** Source data **
__________
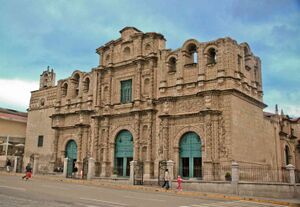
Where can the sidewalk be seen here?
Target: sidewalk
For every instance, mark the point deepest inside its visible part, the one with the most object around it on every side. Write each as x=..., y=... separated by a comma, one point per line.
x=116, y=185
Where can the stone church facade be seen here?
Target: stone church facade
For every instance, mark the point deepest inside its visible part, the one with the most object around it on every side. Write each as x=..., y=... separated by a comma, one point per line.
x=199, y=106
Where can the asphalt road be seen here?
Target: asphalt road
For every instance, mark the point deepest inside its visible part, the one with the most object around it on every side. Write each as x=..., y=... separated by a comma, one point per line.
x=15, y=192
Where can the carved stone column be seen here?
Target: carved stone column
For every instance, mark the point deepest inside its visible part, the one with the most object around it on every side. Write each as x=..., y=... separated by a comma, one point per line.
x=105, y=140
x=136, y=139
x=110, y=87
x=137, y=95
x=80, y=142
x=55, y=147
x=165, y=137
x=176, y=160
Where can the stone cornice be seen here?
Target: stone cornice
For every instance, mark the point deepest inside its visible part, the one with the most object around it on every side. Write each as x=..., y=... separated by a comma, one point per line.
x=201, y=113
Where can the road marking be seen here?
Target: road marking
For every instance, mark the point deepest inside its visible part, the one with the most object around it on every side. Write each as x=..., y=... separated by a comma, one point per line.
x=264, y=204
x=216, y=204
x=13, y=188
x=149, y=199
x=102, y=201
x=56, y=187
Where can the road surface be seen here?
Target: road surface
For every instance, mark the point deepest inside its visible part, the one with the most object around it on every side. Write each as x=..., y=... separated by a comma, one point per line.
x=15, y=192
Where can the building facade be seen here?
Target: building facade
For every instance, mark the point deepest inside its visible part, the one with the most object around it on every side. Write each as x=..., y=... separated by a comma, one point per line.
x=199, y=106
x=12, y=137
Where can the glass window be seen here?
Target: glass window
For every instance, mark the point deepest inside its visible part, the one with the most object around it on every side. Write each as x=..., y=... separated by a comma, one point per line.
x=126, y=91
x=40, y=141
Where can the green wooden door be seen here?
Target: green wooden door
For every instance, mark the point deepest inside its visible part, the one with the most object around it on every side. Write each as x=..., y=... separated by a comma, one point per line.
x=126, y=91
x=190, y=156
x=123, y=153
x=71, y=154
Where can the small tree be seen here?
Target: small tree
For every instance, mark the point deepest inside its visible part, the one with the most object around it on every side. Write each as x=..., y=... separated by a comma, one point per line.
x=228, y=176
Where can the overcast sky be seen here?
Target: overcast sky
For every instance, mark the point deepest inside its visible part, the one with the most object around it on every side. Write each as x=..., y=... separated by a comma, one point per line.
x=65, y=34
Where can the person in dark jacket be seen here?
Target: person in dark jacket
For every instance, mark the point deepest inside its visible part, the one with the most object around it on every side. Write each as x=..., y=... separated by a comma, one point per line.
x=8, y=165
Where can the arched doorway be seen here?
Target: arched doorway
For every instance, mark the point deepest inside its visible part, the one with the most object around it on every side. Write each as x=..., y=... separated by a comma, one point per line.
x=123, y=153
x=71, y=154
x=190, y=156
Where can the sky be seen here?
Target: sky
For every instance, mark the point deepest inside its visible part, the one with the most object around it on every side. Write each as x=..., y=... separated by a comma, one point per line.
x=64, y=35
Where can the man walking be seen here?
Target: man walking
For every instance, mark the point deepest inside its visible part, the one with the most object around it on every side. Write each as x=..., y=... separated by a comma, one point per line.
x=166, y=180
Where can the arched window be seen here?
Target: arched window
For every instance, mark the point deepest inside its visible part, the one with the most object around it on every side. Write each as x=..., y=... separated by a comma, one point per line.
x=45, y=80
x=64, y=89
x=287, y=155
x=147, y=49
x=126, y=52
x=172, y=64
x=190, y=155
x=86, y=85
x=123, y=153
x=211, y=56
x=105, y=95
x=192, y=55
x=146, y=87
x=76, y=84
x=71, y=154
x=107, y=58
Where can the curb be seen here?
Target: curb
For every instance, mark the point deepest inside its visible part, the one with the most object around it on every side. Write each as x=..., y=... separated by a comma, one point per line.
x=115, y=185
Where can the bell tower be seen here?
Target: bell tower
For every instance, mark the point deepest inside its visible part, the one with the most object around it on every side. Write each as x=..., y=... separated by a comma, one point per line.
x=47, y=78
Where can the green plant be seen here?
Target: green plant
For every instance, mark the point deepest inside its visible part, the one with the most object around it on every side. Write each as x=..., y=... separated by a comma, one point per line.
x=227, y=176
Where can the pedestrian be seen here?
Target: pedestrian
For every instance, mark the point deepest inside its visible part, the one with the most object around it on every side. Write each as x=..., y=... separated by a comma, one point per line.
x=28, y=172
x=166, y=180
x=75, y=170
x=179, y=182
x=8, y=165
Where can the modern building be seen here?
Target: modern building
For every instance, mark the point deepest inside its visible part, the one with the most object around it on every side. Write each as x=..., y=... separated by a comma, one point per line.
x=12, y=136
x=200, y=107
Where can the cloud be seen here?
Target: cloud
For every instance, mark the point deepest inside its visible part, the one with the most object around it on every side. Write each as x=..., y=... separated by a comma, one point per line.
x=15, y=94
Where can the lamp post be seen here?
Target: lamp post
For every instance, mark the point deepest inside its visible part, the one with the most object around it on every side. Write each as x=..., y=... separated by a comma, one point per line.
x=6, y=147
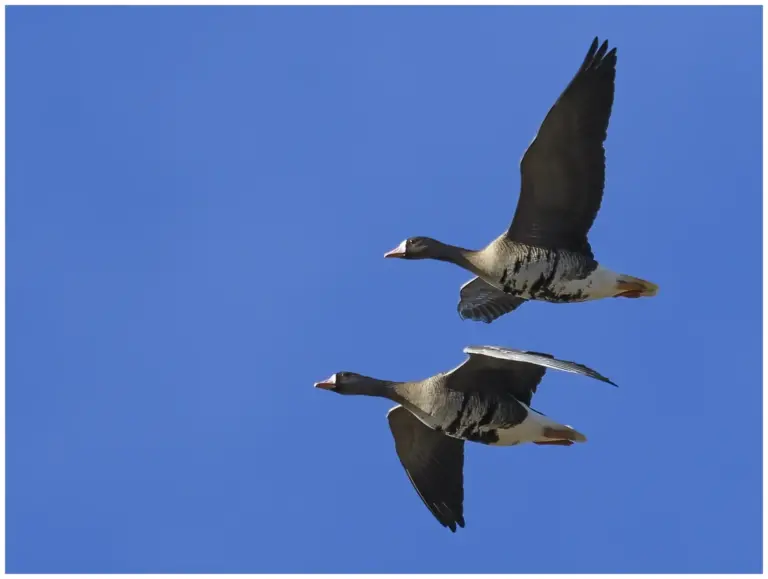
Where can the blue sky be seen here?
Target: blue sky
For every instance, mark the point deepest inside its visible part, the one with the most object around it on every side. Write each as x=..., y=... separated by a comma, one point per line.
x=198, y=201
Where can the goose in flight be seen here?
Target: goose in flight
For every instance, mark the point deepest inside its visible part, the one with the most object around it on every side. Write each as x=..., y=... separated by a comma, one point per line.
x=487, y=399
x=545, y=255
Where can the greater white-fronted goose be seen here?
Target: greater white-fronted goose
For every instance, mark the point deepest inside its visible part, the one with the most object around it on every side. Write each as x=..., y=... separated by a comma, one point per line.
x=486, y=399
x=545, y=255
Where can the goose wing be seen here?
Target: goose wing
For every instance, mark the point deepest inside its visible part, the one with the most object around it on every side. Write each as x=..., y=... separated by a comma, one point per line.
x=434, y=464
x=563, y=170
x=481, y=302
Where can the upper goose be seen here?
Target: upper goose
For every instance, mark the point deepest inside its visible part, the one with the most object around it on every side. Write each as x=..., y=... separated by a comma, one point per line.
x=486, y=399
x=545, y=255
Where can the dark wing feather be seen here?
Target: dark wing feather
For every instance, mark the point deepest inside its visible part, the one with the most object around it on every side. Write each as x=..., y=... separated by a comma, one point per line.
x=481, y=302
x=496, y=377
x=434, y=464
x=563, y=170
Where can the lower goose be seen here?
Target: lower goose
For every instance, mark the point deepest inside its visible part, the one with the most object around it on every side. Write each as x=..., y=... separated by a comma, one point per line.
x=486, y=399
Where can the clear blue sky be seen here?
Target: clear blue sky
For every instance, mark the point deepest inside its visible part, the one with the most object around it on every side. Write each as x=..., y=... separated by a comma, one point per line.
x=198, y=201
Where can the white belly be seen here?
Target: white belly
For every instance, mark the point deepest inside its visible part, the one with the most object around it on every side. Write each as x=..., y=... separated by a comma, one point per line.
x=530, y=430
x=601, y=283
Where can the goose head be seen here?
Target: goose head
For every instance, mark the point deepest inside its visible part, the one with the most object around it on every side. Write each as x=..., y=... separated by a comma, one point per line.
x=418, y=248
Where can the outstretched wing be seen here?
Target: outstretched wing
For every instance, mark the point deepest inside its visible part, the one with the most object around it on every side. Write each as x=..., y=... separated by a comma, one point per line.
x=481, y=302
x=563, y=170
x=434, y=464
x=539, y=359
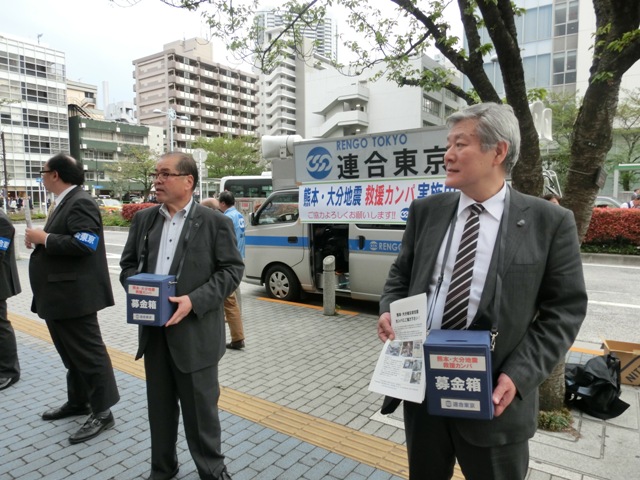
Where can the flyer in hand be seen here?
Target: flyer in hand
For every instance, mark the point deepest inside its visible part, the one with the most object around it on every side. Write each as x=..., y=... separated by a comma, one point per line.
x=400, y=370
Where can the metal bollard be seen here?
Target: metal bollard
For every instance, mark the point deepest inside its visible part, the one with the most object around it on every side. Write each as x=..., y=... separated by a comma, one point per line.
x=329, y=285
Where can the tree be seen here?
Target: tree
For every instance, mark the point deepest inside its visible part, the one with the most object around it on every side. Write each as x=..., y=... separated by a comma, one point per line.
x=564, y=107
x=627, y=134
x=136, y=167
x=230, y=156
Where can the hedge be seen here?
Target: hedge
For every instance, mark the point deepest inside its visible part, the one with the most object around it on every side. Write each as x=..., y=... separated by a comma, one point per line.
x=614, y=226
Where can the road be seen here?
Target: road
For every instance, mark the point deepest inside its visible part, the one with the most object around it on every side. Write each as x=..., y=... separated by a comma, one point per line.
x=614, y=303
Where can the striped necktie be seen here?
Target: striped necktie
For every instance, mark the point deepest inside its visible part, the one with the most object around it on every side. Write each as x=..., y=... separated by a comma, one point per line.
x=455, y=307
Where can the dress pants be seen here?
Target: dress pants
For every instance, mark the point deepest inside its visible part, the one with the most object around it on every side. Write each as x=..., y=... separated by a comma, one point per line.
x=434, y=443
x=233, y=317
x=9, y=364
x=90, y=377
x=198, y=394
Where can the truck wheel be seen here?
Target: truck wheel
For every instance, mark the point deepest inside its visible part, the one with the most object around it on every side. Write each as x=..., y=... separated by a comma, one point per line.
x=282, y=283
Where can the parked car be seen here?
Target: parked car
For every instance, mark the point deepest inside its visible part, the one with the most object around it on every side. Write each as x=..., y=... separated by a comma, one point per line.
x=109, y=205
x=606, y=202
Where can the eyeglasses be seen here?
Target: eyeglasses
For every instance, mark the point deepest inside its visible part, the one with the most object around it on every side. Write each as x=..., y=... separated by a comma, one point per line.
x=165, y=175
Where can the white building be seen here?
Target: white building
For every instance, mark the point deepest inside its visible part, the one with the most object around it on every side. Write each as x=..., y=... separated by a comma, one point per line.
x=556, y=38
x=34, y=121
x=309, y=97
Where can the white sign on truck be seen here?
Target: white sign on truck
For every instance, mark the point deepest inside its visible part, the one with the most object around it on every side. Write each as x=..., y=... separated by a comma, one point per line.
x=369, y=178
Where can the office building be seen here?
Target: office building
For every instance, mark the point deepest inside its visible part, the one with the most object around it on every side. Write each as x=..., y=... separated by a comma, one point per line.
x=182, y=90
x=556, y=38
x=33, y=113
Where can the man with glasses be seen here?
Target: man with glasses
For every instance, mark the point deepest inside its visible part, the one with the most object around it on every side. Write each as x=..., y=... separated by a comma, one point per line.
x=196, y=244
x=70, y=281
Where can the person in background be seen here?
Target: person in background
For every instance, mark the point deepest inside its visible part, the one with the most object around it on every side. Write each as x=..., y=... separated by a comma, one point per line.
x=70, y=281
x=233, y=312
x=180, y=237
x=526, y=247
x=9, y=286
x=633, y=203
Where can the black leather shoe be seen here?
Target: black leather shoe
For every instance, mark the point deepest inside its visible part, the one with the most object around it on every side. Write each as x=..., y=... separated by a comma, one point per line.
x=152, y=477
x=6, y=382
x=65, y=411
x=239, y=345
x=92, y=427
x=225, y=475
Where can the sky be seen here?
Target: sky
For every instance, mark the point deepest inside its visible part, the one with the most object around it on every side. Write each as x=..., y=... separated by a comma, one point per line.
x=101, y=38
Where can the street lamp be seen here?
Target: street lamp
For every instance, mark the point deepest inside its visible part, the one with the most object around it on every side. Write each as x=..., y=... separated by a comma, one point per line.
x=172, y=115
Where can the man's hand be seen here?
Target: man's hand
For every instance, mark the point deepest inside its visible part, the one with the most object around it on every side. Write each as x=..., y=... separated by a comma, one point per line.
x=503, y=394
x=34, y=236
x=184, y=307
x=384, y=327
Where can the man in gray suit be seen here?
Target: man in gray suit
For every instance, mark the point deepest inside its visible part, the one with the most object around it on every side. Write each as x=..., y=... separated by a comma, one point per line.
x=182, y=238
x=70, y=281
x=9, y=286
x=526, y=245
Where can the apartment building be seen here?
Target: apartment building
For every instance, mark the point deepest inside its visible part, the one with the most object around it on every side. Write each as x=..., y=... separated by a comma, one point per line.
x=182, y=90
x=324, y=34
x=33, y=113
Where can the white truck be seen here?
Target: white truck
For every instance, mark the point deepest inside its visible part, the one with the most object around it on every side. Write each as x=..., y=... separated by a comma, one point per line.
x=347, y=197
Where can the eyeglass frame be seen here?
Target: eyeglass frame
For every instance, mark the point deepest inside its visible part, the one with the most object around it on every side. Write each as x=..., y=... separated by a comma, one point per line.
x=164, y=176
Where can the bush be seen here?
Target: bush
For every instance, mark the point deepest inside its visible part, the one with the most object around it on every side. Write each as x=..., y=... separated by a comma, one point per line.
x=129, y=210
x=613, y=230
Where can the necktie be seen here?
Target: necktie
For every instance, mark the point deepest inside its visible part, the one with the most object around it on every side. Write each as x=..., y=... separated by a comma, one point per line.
__________
** Your goal **
Starting with the line above that holds "Where can the stone church" and stopping with the line that holds "Target: stone church facade", reproduce each line exactly, omitting all other lines.

** Solution below **
Where can the stone church facade be seen here?
Target: stone church facade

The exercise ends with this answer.